• _DOCUMENT SEGMENT_:
Lipid-Loving ANTs: Molecular Simulations of Cardiolipin Interactions and the Organization of the Adenine Nucleotide Translocase in Model Mitochondrial Membranes.
Hedger G., Rouse SL., Domański J., Chavent M., Koldsø H., Sansom MSP.
The exchange of ADP and ATP across the inner mitochondrial membrane is a fundamental cellular process. This exchange is facilitated by the adenine nucleotide translocase, the structure and function of which are critically dependent on the signature phospholipid of mitochondria, cardiolipin (CL). Here we employ multiscale molecular dynamics simulations to investigate CL interactions within a membrane environment. Using simulations at both coarse-grained and atomistic resolutions, we identify three CL binding sites on the translocase, in agreement with those seen in crystal structures and inferred from nuclear magnetic resonance measurements. Characterization of the free energy landscape for lateral lipid interaction via potential of mean force calculations demonstrates the strength of interaction compared to those of binding sites on other mitochondrial membrane proteins, as well as their selectivity for CL over other phospholipids. Extending the analysis to other members of the family, yeast Aac2p and mouse uncoupling protein 2, suggests a degree of conservation. Simulation of large patches of a model mitochondrial membrane containing multiple copies of the translocase shows that CL interactions persist in the presence of protein-protein interactions and suggests CL may mediate interactions between translocases. This study provides a key example of how computational microscopy may be used to shed light on regulatory lipid-protein interactions.

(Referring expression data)

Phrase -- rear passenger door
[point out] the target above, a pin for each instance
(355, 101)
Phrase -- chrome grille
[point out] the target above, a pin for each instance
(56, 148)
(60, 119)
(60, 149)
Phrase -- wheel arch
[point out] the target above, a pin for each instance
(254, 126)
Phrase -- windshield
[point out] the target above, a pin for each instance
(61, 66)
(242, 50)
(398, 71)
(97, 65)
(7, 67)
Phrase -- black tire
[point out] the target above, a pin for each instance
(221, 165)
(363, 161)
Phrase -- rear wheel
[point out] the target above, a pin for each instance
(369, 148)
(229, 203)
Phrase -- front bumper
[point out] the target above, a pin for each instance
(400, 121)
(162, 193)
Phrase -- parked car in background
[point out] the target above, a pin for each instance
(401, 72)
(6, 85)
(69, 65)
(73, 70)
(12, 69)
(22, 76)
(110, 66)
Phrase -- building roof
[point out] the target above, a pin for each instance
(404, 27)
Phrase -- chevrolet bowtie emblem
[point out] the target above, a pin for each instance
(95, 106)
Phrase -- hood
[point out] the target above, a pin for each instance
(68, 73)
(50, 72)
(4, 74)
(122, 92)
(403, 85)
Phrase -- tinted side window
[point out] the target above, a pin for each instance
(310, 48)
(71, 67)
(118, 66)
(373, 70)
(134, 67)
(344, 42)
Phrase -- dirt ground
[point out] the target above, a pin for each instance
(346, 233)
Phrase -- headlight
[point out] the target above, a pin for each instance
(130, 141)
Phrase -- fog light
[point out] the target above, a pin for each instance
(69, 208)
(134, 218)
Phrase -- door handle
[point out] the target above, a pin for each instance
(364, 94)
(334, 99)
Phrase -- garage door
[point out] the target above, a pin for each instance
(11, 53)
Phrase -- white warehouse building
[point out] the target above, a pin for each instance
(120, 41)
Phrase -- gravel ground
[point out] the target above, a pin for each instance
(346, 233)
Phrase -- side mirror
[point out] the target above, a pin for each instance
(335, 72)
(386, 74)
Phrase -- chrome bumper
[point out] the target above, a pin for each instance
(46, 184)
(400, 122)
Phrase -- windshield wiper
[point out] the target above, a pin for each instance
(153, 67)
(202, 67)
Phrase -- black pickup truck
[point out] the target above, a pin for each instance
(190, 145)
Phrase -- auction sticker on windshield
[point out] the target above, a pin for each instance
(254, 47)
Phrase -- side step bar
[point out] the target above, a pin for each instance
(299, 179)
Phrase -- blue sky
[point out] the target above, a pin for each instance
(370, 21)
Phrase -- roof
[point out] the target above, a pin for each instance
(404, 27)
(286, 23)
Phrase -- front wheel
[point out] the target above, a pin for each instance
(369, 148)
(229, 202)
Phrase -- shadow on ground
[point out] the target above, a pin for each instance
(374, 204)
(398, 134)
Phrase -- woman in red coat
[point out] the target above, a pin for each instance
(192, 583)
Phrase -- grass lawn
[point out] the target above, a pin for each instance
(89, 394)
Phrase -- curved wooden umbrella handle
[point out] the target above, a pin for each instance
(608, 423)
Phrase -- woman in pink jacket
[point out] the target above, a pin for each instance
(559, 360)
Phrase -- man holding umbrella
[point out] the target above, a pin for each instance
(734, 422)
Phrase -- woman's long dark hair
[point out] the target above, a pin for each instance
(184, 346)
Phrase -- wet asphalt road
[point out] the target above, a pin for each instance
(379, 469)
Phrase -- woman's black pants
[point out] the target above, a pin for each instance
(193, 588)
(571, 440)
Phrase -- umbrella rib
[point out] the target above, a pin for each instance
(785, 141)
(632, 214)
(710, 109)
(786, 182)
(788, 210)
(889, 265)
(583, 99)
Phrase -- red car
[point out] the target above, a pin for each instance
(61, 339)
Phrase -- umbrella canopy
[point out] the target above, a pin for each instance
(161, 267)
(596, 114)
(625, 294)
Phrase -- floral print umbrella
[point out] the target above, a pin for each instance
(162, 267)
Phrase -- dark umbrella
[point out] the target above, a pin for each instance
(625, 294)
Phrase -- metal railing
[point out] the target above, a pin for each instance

• _EXERCISES_:
1) Answer these questions from the abstract on cardiolipin and the nucleotide translocase:
(a) How many cardiolipin binding sites on the translocase did the simulations identify?
(b) At which two resolutions were the simulations run?
(c) Which two other members of the family was the analysis extended to?
2) Echo the part of the cardiolipin abstract from "Lipid-Loving ANTs: Molecular" to "H., Sansom MSP.".
These lines have no connection to the text.

• _ANSWERS BY TASK_:
1)
(a) Three.
(b) Coarse-grained and atomistic.
(c) Yeast Aac2p and mouse uncoupling protein 2.

2)
Lipid-Loving ANTs: Molecular Simulations of Cardiolipin Interactions and the Organization of the Adenine Nucleotide Translocase in Model Mitochondrial Membranes.
Hedger G., Rouse SL., Domański J., Chavent M., Koldsø H., Sansom MSP.